**EXCERPT PROVIDED:**
/---
Are you saying, Mr. Historian, that you find silence in the face of horror as different for the real victims of Japanese’s Imperialism throughout Eastern Asian as surprise? How could you not interpret silence on rape more properly? Your own country covered up the great abuses in your homelands for many decades after WWII! These horrors include the facts that in the name of the nation and in the name of the Emperor women, children, and grandparents in villages across the land were forced for months-on-end to prepare and attack and fight the fully-armed Allied forces (carrying automatic weapons) with wooden swords until they had victory or succumbed to death.

No good historian should assume that silence on a matter by anyone is simply proof that something never happened. If Mr. Kase would meet with the women who were so abused—some abused for over many years under the severest conditions of Japanese occupation, whereby these women and teenage girls had to decide between hunger (and death) in a camp nearby or the horror and abuse of a life as a Japanese sex slave.

Mr. Kase reveals no evidence that he ever tried to personally meet with such women. (My friend D.D. has a Dutch aunt who survived one of the Japanese camps in Indonesia. Her story and others true stories have been portrayed in many films in recent years. Didn’t Mr. Kase study this phenomena in film or documentary either?)

In conclusion, this so-called historian Hideaki Kase who somehow got his editorial entitled “The Use and Abuse of the Past” is guilty of a crime against humanity’s valuable memories himself. If what he wrote is not a crime, it should be if he and his cronies succeed in rolling back the memories of the past and painting the Japanese as the only victims of Asian war in the 20th Century.
\---
**AVAILABLE DATA:**
/---
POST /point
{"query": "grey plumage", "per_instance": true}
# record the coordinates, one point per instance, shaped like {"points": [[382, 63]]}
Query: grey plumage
\---
**WRITTEN PROBLEM:** Could you reproduce the passage criticizing Hideaki Kase's editorial word for word, from its first sentence to its last?

**FULL SOLUTION:**
Are you saying, Mr. Historian, that you find silence in the face of horror as different for the real victims of Japanese’s Imperialism throughout Eastern Asian as surprise? How could you not interpret silence on rape more properly? Your own country covered up the great abuses in your homelands for many decades after WWII! These horrors include the facts that in the name of the nation and in the name of the Emperor women, children, and grandparents in villages across the land were forced for months-on-end to prepare and attack and fight the fully-armed Allied forces (carrying automatic weapons) with wooden swords until they had victory or succumbed to death.

No good historian should assume that silence on a matter by anyone is simply proof that something never happened. If Mr. Kase would meet with the women who were so abused—some abused for over many years under the severest conditions of Japanese occupation, whereby these women and teenage girls had to decide between hunger (and death) in a camp nearby or the horror and abuse of a life as a Japanese sex slave.

Mr. Kase reveals no evidence that he ever tried to personally meet with such women. (My friend D.D. has a Dutch aunt who survived one of the Japanese camps in Indonesia. Her story and others true stories have been portrayed in many films in recent years. Didn’t Mr. Kase study this phenomena in film or documentary either?)

In conclusion, this so-called historian Hideaki Kase who somehow got his editorial entitled “The Use and Abuse of the Past” is guilty of a crime against humanity’s valuable memories himself. If what he wrote is not a crime, it should be if he and his cronies succeed in rolling back the memories of the past and painting the Japanese as the only victims of Asian war in the 20th Century.